Dataset entries:
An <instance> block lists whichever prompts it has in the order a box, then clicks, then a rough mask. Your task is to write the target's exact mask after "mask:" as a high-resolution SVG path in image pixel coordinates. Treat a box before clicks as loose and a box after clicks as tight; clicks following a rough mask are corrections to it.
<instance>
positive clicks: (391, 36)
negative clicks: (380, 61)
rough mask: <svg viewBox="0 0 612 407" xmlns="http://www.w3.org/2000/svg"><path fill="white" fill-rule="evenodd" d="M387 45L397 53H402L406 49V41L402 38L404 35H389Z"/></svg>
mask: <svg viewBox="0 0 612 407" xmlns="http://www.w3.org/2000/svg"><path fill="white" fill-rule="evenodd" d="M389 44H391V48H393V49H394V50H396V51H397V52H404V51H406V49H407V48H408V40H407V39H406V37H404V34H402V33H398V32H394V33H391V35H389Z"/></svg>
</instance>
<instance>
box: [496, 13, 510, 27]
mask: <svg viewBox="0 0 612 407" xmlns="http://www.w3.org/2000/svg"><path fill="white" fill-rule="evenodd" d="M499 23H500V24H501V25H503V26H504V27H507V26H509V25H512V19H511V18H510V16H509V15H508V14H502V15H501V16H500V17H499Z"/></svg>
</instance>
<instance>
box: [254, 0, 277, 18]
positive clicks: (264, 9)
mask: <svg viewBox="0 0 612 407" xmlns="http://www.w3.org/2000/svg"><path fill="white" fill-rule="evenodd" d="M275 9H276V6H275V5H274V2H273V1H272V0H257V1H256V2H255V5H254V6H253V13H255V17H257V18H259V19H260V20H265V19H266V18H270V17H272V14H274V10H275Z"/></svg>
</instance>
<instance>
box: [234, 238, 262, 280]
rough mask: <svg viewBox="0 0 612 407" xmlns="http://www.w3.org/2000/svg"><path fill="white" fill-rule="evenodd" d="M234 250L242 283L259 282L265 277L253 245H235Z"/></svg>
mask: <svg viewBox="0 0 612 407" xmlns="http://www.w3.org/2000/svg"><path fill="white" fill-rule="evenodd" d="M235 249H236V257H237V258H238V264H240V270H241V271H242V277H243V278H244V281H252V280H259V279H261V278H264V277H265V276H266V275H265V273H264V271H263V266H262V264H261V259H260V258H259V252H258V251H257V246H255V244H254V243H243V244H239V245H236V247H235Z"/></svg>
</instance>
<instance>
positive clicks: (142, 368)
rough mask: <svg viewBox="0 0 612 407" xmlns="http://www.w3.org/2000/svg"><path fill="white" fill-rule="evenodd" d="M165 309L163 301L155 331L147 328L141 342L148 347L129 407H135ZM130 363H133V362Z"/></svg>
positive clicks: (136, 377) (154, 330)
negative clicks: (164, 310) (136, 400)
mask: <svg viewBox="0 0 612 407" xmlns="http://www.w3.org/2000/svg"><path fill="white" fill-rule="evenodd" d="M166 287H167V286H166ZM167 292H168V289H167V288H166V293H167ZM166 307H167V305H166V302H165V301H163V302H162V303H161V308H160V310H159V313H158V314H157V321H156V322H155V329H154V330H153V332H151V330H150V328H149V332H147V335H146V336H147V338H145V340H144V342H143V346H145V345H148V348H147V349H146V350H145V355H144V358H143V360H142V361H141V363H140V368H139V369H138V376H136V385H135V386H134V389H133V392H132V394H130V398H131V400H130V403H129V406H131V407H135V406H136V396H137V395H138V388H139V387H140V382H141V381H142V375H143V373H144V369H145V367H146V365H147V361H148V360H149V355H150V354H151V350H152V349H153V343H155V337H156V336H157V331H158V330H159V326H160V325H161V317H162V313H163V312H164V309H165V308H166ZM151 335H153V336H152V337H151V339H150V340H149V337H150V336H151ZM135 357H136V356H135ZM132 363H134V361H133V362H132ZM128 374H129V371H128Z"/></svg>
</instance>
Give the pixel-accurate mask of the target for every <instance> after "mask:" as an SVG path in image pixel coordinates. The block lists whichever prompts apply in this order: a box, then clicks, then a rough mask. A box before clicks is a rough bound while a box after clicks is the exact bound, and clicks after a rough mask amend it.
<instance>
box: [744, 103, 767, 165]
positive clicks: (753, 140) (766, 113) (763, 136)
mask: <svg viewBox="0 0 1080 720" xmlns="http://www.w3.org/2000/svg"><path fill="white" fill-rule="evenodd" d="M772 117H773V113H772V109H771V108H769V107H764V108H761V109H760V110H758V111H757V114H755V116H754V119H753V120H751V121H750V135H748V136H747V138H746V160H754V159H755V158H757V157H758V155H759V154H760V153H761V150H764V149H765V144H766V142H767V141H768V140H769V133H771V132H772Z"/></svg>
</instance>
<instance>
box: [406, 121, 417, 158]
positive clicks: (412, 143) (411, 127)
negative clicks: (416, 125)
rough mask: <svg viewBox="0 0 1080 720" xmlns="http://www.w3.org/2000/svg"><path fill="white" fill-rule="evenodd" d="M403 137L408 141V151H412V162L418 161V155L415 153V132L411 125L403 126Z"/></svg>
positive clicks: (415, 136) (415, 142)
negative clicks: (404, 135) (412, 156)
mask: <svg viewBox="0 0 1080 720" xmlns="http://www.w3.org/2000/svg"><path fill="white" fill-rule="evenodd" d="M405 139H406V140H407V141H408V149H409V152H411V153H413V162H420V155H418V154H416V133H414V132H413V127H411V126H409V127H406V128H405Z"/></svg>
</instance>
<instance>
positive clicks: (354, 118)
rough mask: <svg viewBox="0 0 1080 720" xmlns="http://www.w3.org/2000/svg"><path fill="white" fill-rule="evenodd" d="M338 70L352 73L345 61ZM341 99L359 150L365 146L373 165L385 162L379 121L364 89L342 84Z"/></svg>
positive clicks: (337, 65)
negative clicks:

WHAT IS NEEDED: Send back, unchanged, every line of the records from the one with "box: [406, 121, 417, 158]" through the last.

RESULT FOR THIS EXERCISE:
box: [406, 121, 417, 158]
positive clicks: (412, 143) (411, 127)
negative clicks: (416, 125)
rough mask: <svg viewBox="0 0 1080 720" xmlns="http://www.w3.org/2000/svg"><path fill="white" fill-rule="evenodd" d="M403 137L408 141V151H412V162L418 161V155L415 153V132L411 125L403 126Z"/></svg>
positive clicks: (415, 136) (415, 142)
negative clicks: (404, 135) (412, 156)
mask: <svg viewBox="0 0 1080 720" xmlns="http://www.w3.org/2000/svg"><path fill="white" fill-rule="evenodd" d="M405 139H406V140H407V141H408V149H409V152H411V153H413V162H420V155H418V154H416V133H414V132H413V127H411V126H409V127H406V128H405Z"/></svg>
</instance>
<instance>
positive clicks: (354, 118)
rough mask: <svg viewBox="0 0 1080 720" xmlns="http://www.w3.org/2000/svg"><path fill="white" fill-rule="evenodd" d="M338 70L352 73L345 61ZM341 99L359 150L365 146L373 165L385 162L379 121L364 89L342 84Z"/></svg>
positive clicks: (337, 65)
negative clicks:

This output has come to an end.